--- BEGIN Document segment ---

18 July, 2010

Zuckerman and Shafak

This past week I listened to two TED talks -- back to back -- and they really made me stop and think. The first was by Harvard's Ethan Zuckerman on the value of connecting -- hearing voices, not all like-minded, from around the world. The second was by Elif Shafak, the Turkish writer, on how listening to stories widens the imagination and allows us to leap over cultural walls.

I don't believe in coincidence. Sure, I listen to TED talks all the time. They're fascinating and I always learn something. But this time there was a deep resonance for me, and the one-two punch of Zuckerman's modern-day take on Forster's "Just connect!" and Shafak's idea that imagination is the suitcase we carry with us, well, they made for a potent cocktail whose lingering effect is still with me.

Connecting. Hearing other voices, other perspectives. Stories. Telling and listening. Crossing cultural barriers, not with treaties or legislation or declarations, but with stories told and heard.

Those ideas thrill me.

I am sitting in my life, learning (teaching myself -- the genuine article in home schooling circles) to sit quietly and listen. Really, really listen. This is way harder for me than it sounds. As you might know from my previous posting, I have never before taken the route of letting the path become known. I have never before committed myself to Tolstoy's wise words: Things will shape themselves. I have never before surrendered. I've planned, strategized and organized.

(There's nothing wrong with that approach. But it has led me to make intellectual, logical choices, and it has widened rather than narrowed that gap between my authentic Amy self and this version of myself that I present to the world. Now I am committed to minimizing that distance, shrinking it down so that there is only one skin and it's the one I live in all the time.)

So, after listening to the two talks I felt excited. Not because I've suddenly come up with some great new business idea. Not because I suddenly know what it is I'm meant to do next. Nope.

The excitement, which remains palpable, grows from the fact that out of the muddiness of my self-imposed silence, I'm beginning to pick up sounds: noise, input in uniquely clear and discernible frequencies. Here's what I mean. Just sitting and trying to surrender has so far felt scary, unknown, chaotic. Hence the muddiness. Like a big black hole. I have been unable to pick up one clear story line, one clear idea. The lone flute? Lost in a gigantic wall of sound.

But something has shifted. I listened to Zuckerman and Shafak -- an odd pairing if ever there were one -- and I heard the words connect and stories. And I felt like I was hearing those words either for the first time or definitely in a whole new way.

--- END Document segment ---
--- BEGIN Given data ---

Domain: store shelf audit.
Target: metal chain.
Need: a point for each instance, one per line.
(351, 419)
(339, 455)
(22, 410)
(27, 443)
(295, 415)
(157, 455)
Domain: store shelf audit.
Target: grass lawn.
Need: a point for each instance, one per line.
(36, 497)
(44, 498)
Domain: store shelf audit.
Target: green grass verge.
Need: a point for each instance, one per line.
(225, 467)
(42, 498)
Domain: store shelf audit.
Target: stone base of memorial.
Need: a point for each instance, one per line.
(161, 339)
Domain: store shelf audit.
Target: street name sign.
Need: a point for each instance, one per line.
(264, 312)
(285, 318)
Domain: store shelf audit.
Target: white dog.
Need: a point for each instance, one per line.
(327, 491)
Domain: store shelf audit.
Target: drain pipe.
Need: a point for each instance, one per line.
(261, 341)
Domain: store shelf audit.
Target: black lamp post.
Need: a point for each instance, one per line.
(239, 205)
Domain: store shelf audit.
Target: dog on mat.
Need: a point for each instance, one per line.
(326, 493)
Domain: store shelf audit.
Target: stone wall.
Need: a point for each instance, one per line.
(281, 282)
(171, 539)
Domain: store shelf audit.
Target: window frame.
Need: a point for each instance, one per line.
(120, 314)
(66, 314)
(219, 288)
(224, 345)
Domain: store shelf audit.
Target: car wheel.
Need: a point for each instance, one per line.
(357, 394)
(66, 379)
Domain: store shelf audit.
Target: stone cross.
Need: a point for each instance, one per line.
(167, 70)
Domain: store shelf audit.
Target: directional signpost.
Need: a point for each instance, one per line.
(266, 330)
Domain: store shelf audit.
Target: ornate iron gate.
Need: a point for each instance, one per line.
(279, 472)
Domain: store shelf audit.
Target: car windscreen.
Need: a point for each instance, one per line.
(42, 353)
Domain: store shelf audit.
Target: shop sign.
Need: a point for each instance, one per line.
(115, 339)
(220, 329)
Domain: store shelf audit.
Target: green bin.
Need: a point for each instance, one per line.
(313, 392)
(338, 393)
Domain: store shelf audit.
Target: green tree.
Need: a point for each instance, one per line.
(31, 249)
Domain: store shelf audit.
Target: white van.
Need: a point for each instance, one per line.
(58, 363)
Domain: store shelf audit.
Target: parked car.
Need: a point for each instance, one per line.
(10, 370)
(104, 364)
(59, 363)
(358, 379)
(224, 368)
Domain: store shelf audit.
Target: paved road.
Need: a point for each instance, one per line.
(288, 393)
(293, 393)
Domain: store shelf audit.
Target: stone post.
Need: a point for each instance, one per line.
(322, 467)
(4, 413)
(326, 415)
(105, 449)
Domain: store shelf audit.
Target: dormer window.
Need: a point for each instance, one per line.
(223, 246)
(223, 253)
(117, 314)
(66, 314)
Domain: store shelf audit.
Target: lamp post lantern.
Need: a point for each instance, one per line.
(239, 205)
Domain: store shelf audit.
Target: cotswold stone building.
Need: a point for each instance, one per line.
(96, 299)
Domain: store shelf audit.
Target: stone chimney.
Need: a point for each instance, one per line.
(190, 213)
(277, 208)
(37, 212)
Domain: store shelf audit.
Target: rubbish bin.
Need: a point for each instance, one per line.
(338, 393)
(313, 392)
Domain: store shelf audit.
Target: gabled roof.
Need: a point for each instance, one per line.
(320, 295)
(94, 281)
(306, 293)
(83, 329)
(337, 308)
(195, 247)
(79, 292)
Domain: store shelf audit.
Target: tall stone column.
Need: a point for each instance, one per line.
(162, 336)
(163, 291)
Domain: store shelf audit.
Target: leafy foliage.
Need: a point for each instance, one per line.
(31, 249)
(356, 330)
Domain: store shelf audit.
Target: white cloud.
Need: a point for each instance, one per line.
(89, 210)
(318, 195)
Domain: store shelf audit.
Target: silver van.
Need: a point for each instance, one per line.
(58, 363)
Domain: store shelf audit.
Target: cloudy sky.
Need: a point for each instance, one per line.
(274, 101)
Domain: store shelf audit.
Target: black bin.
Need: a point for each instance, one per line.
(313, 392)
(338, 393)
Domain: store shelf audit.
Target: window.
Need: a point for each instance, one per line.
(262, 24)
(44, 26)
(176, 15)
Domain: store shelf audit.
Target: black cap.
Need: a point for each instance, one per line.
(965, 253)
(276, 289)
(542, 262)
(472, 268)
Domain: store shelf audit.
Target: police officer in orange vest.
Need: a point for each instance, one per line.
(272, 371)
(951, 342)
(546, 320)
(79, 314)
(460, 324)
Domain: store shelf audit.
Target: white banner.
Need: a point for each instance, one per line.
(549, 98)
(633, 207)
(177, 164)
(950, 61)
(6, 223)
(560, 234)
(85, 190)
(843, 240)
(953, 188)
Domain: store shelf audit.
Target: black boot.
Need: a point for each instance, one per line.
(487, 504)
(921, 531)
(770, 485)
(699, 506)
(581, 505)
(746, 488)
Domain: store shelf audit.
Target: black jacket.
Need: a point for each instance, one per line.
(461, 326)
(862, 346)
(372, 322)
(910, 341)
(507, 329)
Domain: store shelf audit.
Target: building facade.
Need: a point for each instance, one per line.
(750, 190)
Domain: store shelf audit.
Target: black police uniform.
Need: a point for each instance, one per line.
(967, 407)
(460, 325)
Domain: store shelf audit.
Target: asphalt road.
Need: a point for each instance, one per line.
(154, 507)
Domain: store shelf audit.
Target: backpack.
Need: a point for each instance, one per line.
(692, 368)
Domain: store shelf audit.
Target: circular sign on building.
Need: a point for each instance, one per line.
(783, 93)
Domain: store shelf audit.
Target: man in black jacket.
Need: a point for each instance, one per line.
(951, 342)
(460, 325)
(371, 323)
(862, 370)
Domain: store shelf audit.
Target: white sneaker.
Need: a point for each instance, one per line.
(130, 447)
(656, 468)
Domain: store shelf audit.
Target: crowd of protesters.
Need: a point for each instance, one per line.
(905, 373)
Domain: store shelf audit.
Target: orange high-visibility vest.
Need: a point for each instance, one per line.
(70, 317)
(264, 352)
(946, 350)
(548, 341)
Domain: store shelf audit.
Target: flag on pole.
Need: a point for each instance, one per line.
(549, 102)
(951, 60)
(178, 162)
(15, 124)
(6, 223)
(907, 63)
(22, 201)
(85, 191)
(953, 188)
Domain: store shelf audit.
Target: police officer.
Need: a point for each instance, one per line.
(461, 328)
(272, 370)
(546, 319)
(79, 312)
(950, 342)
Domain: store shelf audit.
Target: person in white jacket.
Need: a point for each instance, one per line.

--- END Given data ---

- Task requirements -
1. For the post about the two TED talks, above the lines, decide whether each statement agrees with it: (a) the writer heard the two talks on different days; (b) Elif Shafak is described as a Turkish writer; (c) after the talks, the writer knew what to do next. Answer yes or no for each, quoting the deciding words.
2. Carry on the post about the two TED talks from its last sentence.

- Responses per task -
1.
(a) No: "back to back"
(b) Yes: "Elif Shafak, the Turkish writer"
(c) No: "Not because I suddenly know what it is I'm meant to do next."

2.
Not very long ago, I asked my mother to tell me about myself as a baby/very young child. I asked this because the only things I knew about myself from the pre-memory period were that I was unplanned, I hated sleeping, I got sick a lot and I once threw a dog turd across the living room. Surely, I suspected, there was more to it...

My mother, who was already deep into Alzheimer's, surprised me with her answer. "You loved stories," she said, with uncensored authority. "You loved to hear them and you learned how to tell them at a really young age."

That was a remarkable observation. I held it then, and I hold it now, as a gift from my mother. In her condition, she was beyond trying to flatter. She had no agenda when she said what she said. She was simply reporting something she remembered from a distant past -- the only time period for which my mother was still a reliable witness.

Where does any of this lead me? I have no idea. There will be no neat and tidy conclusion to this posting, no narrative arc that brings it back around to the opening premise. What I know is that I'm homing in on connecting and telling stories. Not sure what that means in less abstract terms. But I'm certain this isn't about intellectual curiosity alone; it is deeper than that.

Connections and stories. Those are the only two clues I have to go on at this point. There will be more.

I am learning to listen.

I will hear the clues.

Here are the links for those who might want to listen:


  1. very nicely done Amy. I particularly like this quote from your Mom: My mother, who was already deep into Alzheimer's, surprised me with her answer. "You loved stories," she said, with uncensored authority. "You loved to hear them and you learned how to tell them at a really young age."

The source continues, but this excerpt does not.